> What to work on: Leave out the pictures and repeat the rest of the material exactly.

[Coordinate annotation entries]
>> BEGIN

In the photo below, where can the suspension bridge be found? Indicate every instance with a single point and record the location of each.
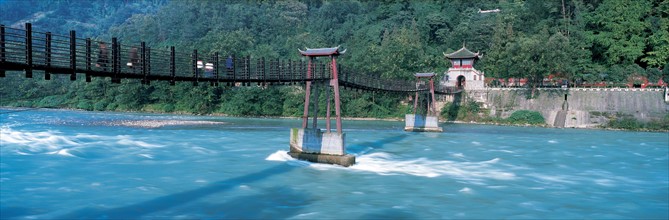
(28, 50)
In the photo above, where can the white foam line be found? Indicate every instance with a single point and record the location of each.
(385, 164)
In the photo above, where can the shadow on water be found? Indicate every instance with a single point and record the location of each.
(454, 108)
(266, 203)
(362, 148)
(390, 214)
(138, 210)
(11, 212)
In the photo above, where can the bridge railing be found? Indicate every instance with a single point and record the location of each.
(13, 45)
(28, 50)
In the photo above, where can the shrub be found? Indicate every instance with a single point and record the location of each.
(526, 117)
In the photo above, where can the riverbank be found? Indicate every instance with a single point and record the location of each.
(163, 123)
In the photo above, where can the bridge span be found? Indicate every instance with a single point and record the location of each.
(28, 50)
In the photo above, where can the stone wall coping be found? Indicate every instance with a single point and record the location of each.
(579, 89)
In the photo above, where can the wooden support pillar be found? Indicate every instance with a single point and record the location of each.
(434, 101)
(115, 67)
(2, 49)
(88, 59)
(335, 81)
(195, 71)
(216, 68)
(327, 110)
(305, 116)
(142, 60)
(73, 55)
(415, 101)
(47, 74)
(29, 50)
(315, 120)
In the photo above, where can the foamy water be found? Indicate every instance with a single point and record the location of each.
(65, 164)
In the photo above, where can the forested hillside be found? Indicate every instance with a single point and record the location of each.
(599, 40)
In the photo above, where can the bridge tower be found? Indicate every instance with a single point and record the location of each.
(430, 121)
(462, 73)
(312, 144)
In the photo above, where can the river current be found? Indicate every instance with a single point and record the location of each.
(61, 164)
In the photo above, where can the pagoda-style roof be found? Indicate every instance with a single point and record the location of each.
(424, 75)
(321, 51)
(462, 53)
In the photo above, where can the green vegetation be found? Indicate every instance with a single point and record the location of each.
(627, 122)
(526, 117)
(603, 40)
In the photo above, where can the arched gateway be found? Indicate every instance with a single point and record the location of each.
(462, 73)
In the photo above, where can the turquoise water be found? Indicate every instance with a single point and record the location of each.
(70, 164)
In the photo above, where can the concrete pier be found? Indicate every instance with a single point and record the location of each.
(311, 144)
(421, 123)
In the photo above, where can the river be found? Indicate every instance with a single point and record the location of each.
(62, 164)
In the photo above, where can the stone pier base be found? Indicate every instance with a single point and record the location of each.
(315, 146)
(421, 123)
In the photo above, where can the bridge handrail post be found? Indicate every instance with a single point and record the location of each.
(29, 50)
(173, 68)
(47, 58)
(195, 72)
(73, 55)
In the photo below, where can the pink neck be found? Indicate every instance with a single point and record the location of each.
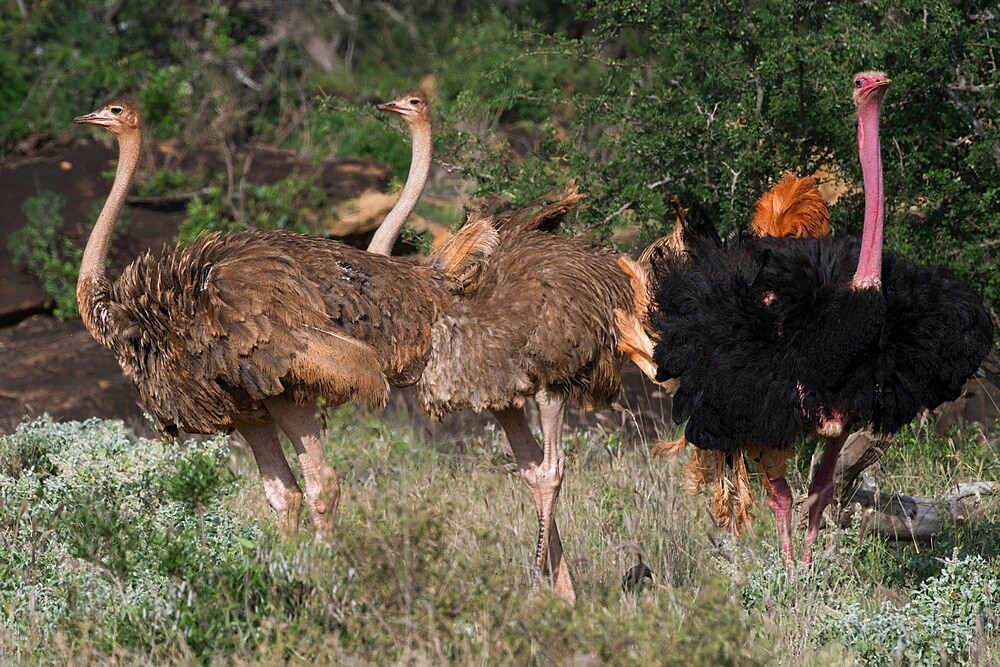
(420, 166)
(96, 253)
(869, 273)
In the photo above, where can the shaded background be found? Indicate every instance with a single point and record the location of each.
(260, 114)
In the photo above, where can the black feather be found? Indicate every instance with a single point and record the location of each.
(767, 336)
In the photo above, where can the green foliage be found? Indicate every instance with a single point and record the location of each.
(42, 248)
(936, 625)
(166, 180)
(123, 546)
(365, 138)
(291, 203)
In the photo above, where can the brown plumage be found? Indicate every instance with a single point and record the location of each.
(539, 319)
(246, 331)
(539, 324)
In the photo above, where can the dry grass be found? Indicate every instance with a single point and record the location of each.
(431, 565)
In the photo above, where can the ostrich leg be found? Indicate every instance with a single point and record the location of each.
(551, 411)
(322, 486)
(539, 475)
(779, 499)
(821, 490)
(280, 488)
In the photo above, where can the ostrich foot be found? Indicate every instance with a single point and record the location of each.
(288, 518)
(280, 488)
(323, 501)
(322, 486)
(821, 492)
(543, 477)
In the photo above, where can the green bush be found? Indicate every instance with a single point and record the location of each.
(937, 625)
(292, 203)
(42, 248)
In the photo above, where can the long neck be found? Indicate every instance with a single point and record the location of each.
(869, 273)
(420, 166)
(92, 287)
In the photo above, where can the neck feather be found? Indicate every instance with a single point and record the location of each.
(420, 166)
(869, 272)
(92, 287)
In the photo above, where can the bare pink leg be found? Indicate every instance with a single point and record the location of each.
(322, 486)
(543, 476)
(280, 488)
(821, 490)
(779, 499)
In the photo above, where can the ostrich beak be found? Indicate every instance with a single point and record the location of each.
(389, 106)
(91, 119)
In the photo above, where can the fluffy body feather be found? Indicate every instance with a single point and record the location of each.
(208, 332)
(797, 344)
(540, 318)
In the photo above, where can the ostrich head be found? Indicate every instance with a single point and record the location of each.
(869, 89)
(120, 117)
(411, 106)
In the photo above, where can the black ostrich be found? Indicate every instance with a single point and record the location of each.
(773, 339)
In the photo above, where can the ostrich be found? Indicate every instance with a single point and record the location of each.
(792, 208)
(416, 112)
(538, 324)
(812, 336)
(245, 331)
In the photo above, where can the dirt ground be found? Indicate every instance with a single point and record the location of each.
(48, 366)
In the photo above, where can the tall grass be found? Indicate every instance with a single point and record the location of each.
(125, 549)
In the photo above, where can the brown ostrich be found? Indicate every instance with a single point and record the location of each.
(416, 112)
(245, 331)
(538, 324)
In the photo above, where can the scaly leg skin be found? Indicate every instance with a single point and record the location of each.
(552, 410)
(543, 478)
(300, 424)
(779, 499)
(280, 488)
(821, 490)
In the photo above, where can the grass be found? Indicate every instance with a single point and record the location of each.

>> END

> Correct output:
In the photo below, where can the suspension bridge be found? Indicate every instance with a single point and record the location of each.
(28, 50)
In the photo above, where can the white foam line be found? Indicate every instance with a single point and record the location of each.
(385, 164)
In the photo above, where can the shadow on water be found? Indicate every instance with a single point and record the location of each.
(454, 108)
(266, 203)
(362, 148)
(390, 214)
(138, 210)
(11, 212)
In the photo above, where can the bridge railing be found? Indicate every instance with a single point and record the location of each.
(13, 45)
(28, 50)
In the photo above, where can the shrub be found? Indicate every instance with a single point and record the location of each.
(526, 117)
In the photo above, where can the riverbank be found? Indicate every instance with a single point and record the location of each.
(163, 123)
In the photo above, where can the bridge span be found? Indicate every instance with a single point and record the location of each.
(28, 50)
In the photo above, where can the stone wall coping be found? Indicate every instance with a single point and record the location of each.
(579, 89)
In the photo above, where can the wooden support pillar be found? Indicate every instance with a single point and record the location of each.
(434, 101)
(115, 67)
(2, 49)
(88, 59)
(335, 81)
(195, 71)
(216, 68)
(327, 110)
(305, 116)
(142, 60)
(73, 55)
(415, 101)
(47, 74)
(29, 50)
(315, 120)
In the photo above, where can the foamy water be found? Indicate every instance with a single point and record the location of each.
(65, 164)
In the photo above, where can the forested hillside be found? Indicate every instance with a single point and record the location of each.
(599, 40)
In the photo above, where can the bridge tower be found? Indicate every instance with a single point and record the location of each.
(430, 121)
(462, 73)
(312, 144)
In the photo above, where can the river current be found? Indicate every instance with a single point and record the location of each.
(61, 164)
In the photo above, where can the pagoda-style roof be found? Indicate every instance with a single point and record the location of each.
(424, 75)
(321, 51)
(462, 53)
In the photo above, where can the green vegetation be found? Indicate every instance with a single point and record the location of each.
(627, 122)
(526, 117)
(603, 40)
In the photo above, where can the arched gateway be found? Indicate every instance with a single point and record the location of each.
(462, 73)
In the photo above, where can the turquoise water be found? Indicate every instance with a single point and record the location of each.
(70, 164)
In the photo above, where can the concrete pier be found? Indicate every instance with a single point and record the location of each.
(311, 144)
(421, 123)
In the photo above, where can the river be found? Indicate every instance with a single point and record the location of each.
(62, 164)
In the photo above, where can the stone pier base be found? Indicate every instance with a single point and record the location of each.
(315, 146)
(421, 123)
In the photo above, where can the bridge handrail post be found? Indicate every instance with a single point and record the location of each.
(29, 50)
(173, 68)
(47, 58)
(195, 72)
(73, 55)
In the photo below, where can the pink neck be found? Indicate every instance with a single point and record the location of each.
(420, 166)
(96, 253)
(869, 273)
In the photo above, where can the shaded background be found? Indicate every instance with a single point and record the location of each.
(260, 114)
In the photo above, where can the black feather be found? Indicate every instance with a single point and record the location of each.
(767, 336)
In the photo above, where can the green foliage be found? Indicate every instance with a single point and record the location of each.
(42, 248)
(936, 625)
(166, 180)
(123, 546)
(365, 138)
(291, 203)
In the photo above, where can the brown plumage be found? Indicate every instance with a single point and record the location of each.
(539, 319)
(246, 331)
(539, 324)
In the photo above, where can the dry grass be found? Indicate every instance with a single point and record the location of each.
(431, 565)
In the photo above, where can the ostrich leg be found? Indicate every instance with a single point and record the location of each.
(551, 411)
(322, 486)
(539, 475)
(779, 499)
(821, 490)
(280, 488)
In the photo above, where can the ostrich foot be found? Indicate every instance with a single point and record the location of each.
(288, 518)
(280, 488)
(323, 501)
(322, 486)
(821, 492)
(543, 477)
In the photo above, where can the green bush be found? Indicate every instance with a single point and record the location of each.
(937, 625)
(292, 203)
(42, 248)
In the photo above, where can the long neck be found? Indicate every instance with a single point and record the location of each.
(869, 273)
(420, 166)
(92, 287)
In the photo above, where can the neck feather be found? Indicate every instance with a single point and record the location of each.
(420, 166)
(869, 272)
(92, 287)
In the photo above, where can the bare pink leg be found? Indicate every instance with a single point and record the location of each.
(322, 486)
(543, 476)
(280, 488)
(821, 490)
(779, 499)
In the photo above, where can the ostrich beak be found? Indicate every instance with a single point and record the location of each.
(389, 106)
(91, 119)
In the photo above, where can the fluffy body feather be found? Indicate every instance with a single point and record the location of each.
(208, 332)
(797, 344)
(540, 318)
In the photo above, where can the ostrich head be found? Indicate every instance with a single point and record the location of each.
(869, 89)
(120, 117)
(411, 106)
In the photo above, where can the black ostrich be found? Indicate every instance with a single point and record the location of each.
(773, 339)
In the photo above, where can the ostrich be found? Indicate every instance with a single point and record the location of each.
(792, 208)
(416, 112)
(538, 324)
(812, 336)
(245, 331)
In the photo above, where can the dirt ground be found? Indicate every instance with a single point and record the location of each.
(48, 366)
In the photo above, where can the tall grass be found? Indicate every instance with a single point and record the location of each.
(125, 549)
In the photo above, where can the brown ostrich be found? Indicate every instance with a single point and record the location of each.
(416, 112)
(245, 331)
(538, 324)
In the photo above, where can the scaly leg skin be found? Indicate every instance with a single point and record the location of each.
(552, 410)
(543, 478)
(300, 424)
(779, 499)
(280, 488)
(821, 490)
In the photo above, where can the grass be found? Indicate every instance with a single point and record the location of each.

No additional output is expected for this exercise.